5 Questions You Should Ask Yourself Before You File Your Taxes – Part 2

What documents do I need to get started?

Whether you decide to do this on your own or decide to hire someone to help with your tax filing, you’ll need to gather important information and documents first. What you will need varies, depending on your tax situation. Here is a link that provides an overview of most tax documents:

https://www.thebalance.com/what-forms-do-i-need-to-file-my-taxes-2385783

 

Have there been any significant changes in my life over the past year?

Have you gotten married, divorced, had a child, gone to college, bought a house, changed jobs, started providing significant care for a relative, or started a business? These are all major life changes that impact your tax filing (and there are even more than are included here). It may be helpful to complete a mental checklist of what has changed before you get started with filing your taxes so that you can make sure you have all the information you need to complete your tax return accurately.

 

What credits or deductions do I qualify to take?

·····

Job a
Swap "brown door" for "red door" in the records, covering everything from their first line down to the line containing "point(235, 70)", and give those lines back with nothing else changed.
The records that follow come from a different source than the text above.

·····

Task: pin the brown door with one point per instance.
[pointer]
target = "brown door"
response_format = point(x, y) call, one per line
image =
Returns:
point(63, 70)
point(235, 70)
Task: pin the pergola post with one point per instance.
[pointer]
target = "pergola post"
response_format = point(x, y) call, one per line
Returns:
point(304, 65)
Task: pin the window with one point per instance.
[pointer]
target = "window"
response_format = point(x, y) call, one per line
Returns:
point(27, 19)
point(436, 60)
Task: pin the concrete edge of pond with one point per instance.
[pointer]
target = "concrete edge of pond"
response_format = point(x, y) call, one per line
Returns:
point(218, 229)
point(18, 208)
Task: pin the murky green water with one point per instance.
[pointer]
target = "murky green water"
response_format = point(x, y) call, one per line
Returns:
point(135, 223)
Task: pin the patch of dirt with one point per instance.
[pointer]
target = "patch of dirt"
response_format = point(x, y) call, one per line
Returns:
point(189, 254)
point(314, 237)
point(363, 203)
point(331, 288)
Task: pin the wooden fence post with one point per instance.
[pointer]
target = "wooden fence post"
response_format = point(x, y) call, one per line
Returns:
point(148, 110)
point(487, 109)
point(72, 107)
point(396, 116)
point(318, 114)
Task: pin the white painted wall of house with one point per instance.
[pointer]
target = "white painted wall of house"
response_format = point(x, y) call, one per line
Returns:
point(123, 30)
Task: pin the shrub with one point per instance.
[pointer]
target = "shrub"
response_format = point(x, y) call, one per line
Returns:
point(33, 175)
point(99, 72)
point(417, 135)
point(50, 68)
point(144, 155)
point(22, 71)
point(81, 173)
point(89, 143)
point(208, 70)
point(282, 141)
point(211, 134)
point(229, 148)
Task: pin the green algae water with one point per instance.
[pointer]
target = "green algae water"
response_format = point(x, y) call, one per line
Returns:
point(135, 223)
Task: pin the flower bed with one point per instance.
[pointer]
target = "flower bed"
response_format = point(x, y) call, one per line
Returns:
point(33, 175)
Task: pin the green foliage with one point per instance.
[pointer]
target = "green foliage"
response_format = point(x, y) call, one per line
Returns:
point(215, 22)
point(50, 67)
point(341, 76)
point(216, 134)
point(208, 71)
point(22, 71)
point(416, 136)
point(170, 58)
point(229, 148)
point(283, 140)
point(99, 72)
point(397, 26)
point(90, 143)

·····

Job b
Answer these questions about the tax filing article, one per line:
(i) According to the article, what varies depending on your tax situation?
(ii) What kind of checklist does the article suggest completing before you start filing your taxes?

Correct output a
Task: pin the red door with one point per instance.
[pointer]
target = "red door"
response_format = point(x, y) call, one per line
image =
Returns:
point(63, 70)
point(235, 70)

Correct output b
(i) What you will need (the information and documents to gather) varies depending on your tax situation.
(ii) A mental checklist of what has changed.